### Document

· · · ·

/WMW

A fast heuristic algorithm for community detection in large-scale complex networks.

Primary LanguageC++

Weighted Weak Community Detecion

A fast heuristic algorithm for community detection in large-scale complex networks. This is a reference implementation of the algorithm proposed in http://bdigital.unal.edu.co/69933/. This repository is integral part of the Master's thesis.

Papers:

Please, check the branches for different versions of the algorithm.

Release Notes:

  • Added support for weighted graphs.
  • Weighted Most Weak community definition has been removed since it performs quite similar to the Weighted Weak community definition. So the parameter -C from previous version is no longer required.
  • Community definition and size detection are now merged into a single loop, so we guarantee the final result contains Weak communities with minimum size desired.
  • Self-loops are removed.
  • Zero degree vertices are skipped.
  • The input graph is considered undirected.

To build run in the command line:

$ make clean
$ make

Note: The compiler must be compatible with the C++11 standard.

Command line options:

--quiet -q No verbose.

· · · ·

### Dataset section
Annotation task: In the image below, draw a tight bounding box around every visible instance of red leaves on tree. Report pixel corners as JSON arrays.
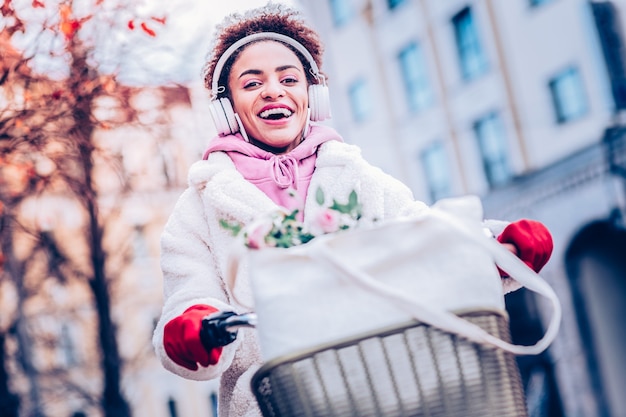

· · · ·

### Direction A
Could you retype the README, from "Please, check the" up to and including "is considered undirected."?
### Direction B
Answer these questions from the README:
(i) Which C++ standard must the compiler be compatible with?
(ii) Which community definition was removed in this version?
(iii) What is the long form of the -q command line option?

### Response A
Please, check the branches for different versions of the algorithm.

Release Notes:

  • Added support for weighted graphs.
  • Weighted Most Weak community definition has been removed since it performs quite similar to the Weighted Weak community definition. So the parameter -C from previous version is no longer required.
  • Community definition and size detection are now merged into a single loop, so we guarantee the final result contains Weak communities with minimum size desired.
  • Self-loops are removed.
  • Zero degree vertices are skipped.
  • The input graph is considered undirected.

### Response B
(i) C++11
(ii) The Weighted Most Weak community definition
(iii) --quiet